Tarefa proposta A. Liste todos os efeitos atribuídos aos remédios tradicionais citados no texto sobre a extração de bile de ursos.
Tarefa proposta B. Segundo o texto sobre a extração de bile de ursos, a qual bolsa de valores a Guizhentang Pharmaceutical encaminhou seu pedido?
Tarefa proposta C. Escreva a continuação do texto sobre a extração de bile de ursos a partir da última frase apresentada.

Texto para leitura.

Era para ser uma modesta oferta pública inicial de ações. A empresa chinesa estava interessada em ampliar a produção do ingrediente-chave empregado em remédios tradicionais que supostamente fazem encolher cálculos biliares, são antipiréticos e curam ressacas.
Mas a Guizhentang Pharmaceutical, a maior produtora chinesa de extrato de bile de ursos, deixou de levar em conta o crescente movimento chinês em defesa dos direitos dos animais quando encaminhou seu pedido à Bolsa de Valores de Shenzhen.
A proposta da Guizhentang de triplicar seu estoque de ursos cativos, de 400 para 1.200, provocou ultraje nos setores que se opõem à criação de ursos em cativeiro para a extração de sua bile, um processo que envolve a inserção de tubos em seus abdomes e que é realizado em alguns casos ao longo dos anos.

Dados.
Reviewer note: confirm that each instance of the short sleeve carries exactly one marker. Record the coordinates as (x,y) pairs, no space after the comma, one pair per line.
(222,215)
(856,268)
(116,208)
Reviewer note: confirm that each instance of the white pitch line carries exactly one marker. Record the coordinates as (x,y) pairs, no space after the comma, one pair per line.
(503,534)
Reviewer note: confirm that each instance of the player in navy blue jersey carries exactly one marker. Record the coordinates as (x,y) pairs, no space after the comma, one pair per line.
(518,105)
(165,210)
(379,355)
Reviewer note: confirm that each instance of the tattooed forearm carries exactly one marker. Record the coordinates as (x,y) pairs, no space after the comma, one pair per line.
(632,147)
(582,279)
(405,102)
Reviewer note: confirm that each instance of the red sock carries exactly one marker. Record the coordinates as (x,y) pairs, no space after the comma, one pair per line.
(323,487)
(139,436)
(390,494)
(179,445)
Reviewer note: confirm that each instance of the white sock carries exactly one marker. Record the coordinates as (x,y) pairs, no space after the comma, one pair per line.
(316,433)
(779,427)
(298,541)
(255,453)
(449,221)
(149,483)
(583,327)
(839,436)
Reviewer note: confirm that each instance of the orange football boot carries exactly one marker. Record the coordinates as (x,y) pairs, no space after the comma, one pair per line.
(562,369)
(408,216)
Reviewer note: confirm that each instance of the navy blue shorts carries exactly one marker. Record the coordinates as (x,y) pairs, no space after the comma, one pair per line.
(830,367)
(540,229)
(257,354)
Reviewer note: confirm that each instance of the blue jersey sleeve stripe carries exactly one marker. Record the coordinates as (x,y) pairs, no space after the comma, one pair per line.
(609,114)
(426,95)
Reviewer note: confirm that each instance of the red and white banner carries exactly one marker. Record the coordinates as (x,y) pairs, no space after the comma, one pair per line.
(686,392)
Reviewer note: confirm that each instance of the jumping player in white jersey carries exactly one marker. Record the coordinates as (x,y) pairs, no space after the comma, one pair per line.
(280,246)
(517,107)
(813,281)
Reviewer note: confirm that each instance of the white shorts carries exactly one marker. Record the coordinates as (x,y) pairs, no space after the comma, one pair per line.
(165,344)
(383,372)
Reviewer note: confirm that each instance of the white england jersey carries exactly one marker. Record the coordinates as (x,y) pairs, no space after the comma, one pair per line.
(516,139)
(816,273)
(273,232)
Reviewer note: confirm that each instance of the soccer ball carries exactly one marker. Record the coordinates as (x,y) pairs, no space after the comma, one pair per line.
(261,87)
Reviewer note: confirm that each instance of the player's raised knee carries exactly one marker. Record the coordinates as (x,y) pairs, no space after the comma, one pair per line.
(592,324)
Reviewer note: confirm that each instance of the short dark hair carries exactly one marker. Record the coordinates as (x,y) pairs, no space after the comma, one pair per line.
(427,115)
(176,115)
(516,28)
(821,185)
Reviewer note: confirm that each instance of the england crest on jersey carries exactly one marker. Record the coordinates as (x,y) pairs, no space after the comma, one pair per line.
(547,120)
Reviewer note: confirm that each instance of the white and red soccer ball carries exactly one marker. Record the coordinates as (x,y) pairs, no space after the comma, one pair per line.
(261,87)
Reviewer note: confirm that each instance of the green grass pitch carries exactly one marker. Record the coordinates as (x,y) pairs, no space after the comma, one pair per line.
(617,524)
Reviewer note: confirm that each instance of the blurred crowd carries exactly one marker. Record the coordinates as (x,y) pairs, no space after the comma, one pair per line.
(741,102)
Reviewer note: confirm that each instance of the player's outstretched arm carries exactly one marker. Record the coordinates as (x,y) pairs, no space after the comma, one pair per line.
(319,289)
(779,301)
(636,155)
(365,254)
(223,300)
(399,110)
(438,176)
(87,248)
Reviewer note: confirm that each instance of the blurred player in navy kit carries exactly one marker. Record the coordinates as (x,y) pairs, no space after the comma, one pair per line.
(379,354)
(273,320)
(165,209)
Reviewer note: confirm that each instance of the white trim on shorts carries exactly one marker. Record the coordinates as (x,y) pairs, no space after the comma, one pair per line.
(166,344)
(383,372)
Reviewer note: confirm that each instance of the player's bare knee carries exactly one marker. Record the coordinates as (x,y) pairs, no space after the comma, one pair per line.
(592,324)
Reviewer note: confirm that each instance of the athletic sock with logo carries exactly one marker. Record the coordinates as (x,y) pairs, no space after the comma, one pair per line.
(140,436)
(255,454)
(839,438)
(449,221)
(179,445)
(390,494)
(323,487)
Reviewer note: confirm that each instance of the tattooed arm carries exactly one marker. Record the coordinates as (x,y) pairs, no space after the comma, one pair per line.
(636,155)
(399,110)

Resposta da tarefa A. Fazem encolher cálculos biliares, são antipiréticos e curam ressacas.

Resposta da tarefa B. À Bolsa de Valores de Shenzhen.

Resposta da tarefa C.
Manifestantes trajando fantasias de urso fizeram piquetes em farmácias, hackers derrubaram o website da Guizhentang e mais de 70 celebridades chinesas circularam um abaixo-assinado pedindo que a Bolsa de Valores rejeitasse a oferta de ações da farmacêutica.
Em abril, depois de alguns dos maiores veículos noticiosos da China terem mostrado imagens obtidas clandestinamente, exibindo jaulas tão apertadas que os ursos mal conseguiam se mexer, a Guizhentang revogou seu pedido.
Para os defensores do bem-estar dos animais na China, a vitória assinalou a influência crescente de um movimento que é tratado com pouco-caso e tachado de burguês e fútil. Seus adversários mais declarados retratam os defensores dos animais como traidores financiados pelo exterior que querem acabar com tradições como o guisado de carne de cachorro, os entalhes de marfim e o pênis desidratado de veado, consumido para intensificar a virilidade.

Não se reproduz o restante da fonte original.